▶ Written problem: Transcribe each of the following lines exactly as it appears.

(Stored records)
**********

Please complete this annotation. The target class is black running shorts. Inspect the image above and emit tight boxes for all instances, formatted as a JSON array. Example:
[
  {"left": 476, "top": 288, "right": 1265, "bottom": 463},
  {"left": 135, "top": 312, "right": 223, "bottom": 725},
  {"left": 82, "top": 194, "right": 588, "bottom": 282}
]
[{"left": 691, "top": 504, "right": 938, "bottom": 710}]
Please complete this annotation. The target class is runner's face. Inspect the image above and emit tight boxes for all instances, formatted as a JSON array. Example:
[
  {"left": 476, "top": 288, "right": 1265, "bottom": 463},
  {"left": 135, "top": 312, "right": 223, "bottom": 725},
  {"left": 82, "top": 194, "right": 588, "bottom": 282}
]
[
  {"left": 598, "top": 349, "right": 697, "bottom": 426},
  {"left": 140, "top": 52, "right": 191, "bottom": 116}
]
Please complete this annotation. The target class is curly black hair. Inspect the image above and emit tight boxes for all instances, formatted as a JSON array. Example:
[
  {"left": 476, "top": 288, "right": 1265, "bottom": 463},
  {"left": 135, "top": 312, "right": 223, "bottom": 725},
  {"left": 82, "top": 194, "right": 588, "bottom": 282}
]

**********

▶ Full response:
Please complete this annotation. The target class is black running shorts. Inspect the image above and emit tight boxes for all instances, formatted as a JSON array. Example:
[
  {"left": 476, "top": 288, "right": 1265, "bottom": 463},
  {"left": 135, "top": 312, "right": 223, "bottom": 725},
  {"left": 82, "top": 194, "right": 588, "bottom": 282}
]
[{"left": 691, "top": 504, "right": 938, "bottom": 710}]
Please complete this annotation. The target class is runner's face. Inspect the image above and emit tight boxes for all instances, formatted as a JSON array. Example:
[
  {"left": 476, "top": 288, "right": 1265, "bottom": 463},
  {"left": 135, "top": 312, "right": 223, "bottom": 725},
  {"left": 82, "top": 194, "right": 588, "bottom": 282}
]
[
  {"left": 598, "top": 349, "right": 697, "bottom": 426},
  {"left": 140, "top": 52, "right": 191, "bottom": 116}
]
Please complete this annotation. The target class is curly black hair. Inspect the image above and emit tight boxes for all instances, formatted as a JSON array. Example:
[
  {"left": 476, "top": 288, "right": 1265, "bottom": 463},
  {"left": 135, "top": 312, "right": 223, "bottom": 725},
  {"left": 82, "top": 194, "right": 588, "bottom": 282}
]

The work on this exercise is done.